## START Excerpted passage

# Deer Creek Canyon/Chatfield riders



## C-40 (Feb 4, 2004)

Those of you who regularly ride from the Chatfield Reservoir across Wadsworth Blvd. to Deer Creek Canyon Road might notice the new pedestrian crosswalk markings and the new poles with crosswalk buttons, located right by the road. 

I got stopped by an unmarked CSP car last year, for crossing this intersection against the light. I didn't get a ticket, but got a warning for not using the crosswalk button or waiting (forever) for the light to change. I sent CDOT a lengthy letter complaining that there were no crosswalk markings and it was difficult for a cyclist to get to the crosswalk buttons (in the mud/dirt, on the wrong side of the light poles). Perhaps this was an answer to my complaint. Anyway, if you don't use these new buttons to get a light change, then you'll have no excuse if the CSP catches you crossing on a red light.


----------



## Bulldozer (Jul 31, 2003)

Are the buttons/crosswalk on the south side of the intersection?

## END Excerpted passage

**Problem set:**
1: Translate this sentence from the crosswalk thread into Spanish: "Perhaps this was an answer to my complaint."
2: Write out everything from "I got stopped" down to "of the intersection?" in the crosswalk thread, replacing "CSP" with "State Patrol" wherever it occurs.

## START Excerpted records

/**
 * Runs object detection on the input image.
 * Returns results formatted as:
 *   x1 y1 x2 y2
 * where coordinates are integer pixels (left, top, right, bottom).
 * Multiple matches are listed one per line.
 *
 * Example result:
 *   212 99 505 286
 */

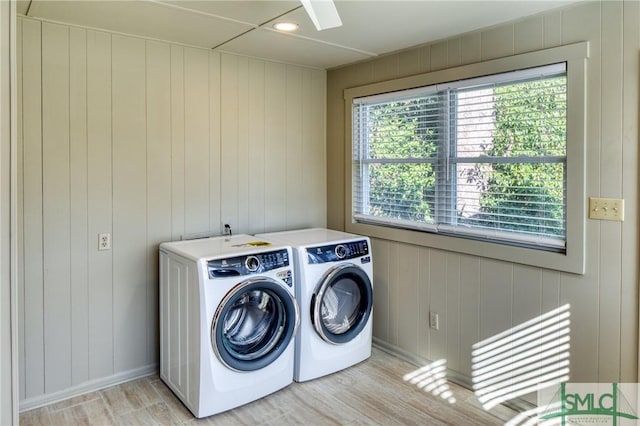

## END Excerpted records

**Results for the exercise:**
1: Quizás esta fue una respuesta a mi queja.

2:
I got stopped by an unmarked State Patrol car last year, for crossing this intersection against the light. I didn't get a ticket, but got a warning for not using the crosswalk button or waiting (forever) for the light to change. I sent CDOT a lengthy letter complaining that there were no crosswalk markings and it was difficult for a cyclist to get to the crosswalk buttons (in the mud/dirt, on the wrong side of the light poles). Perhaps this was an answer to my complaint. Anyway, if you don't use these new buttons to get a light change, then you'll have no excuse if the State Patrol catches you crossing on a red light.


----------



## Bulldozer (Jul 31, 2003)

Are the buttons/crosswalk on the south side of the intersection?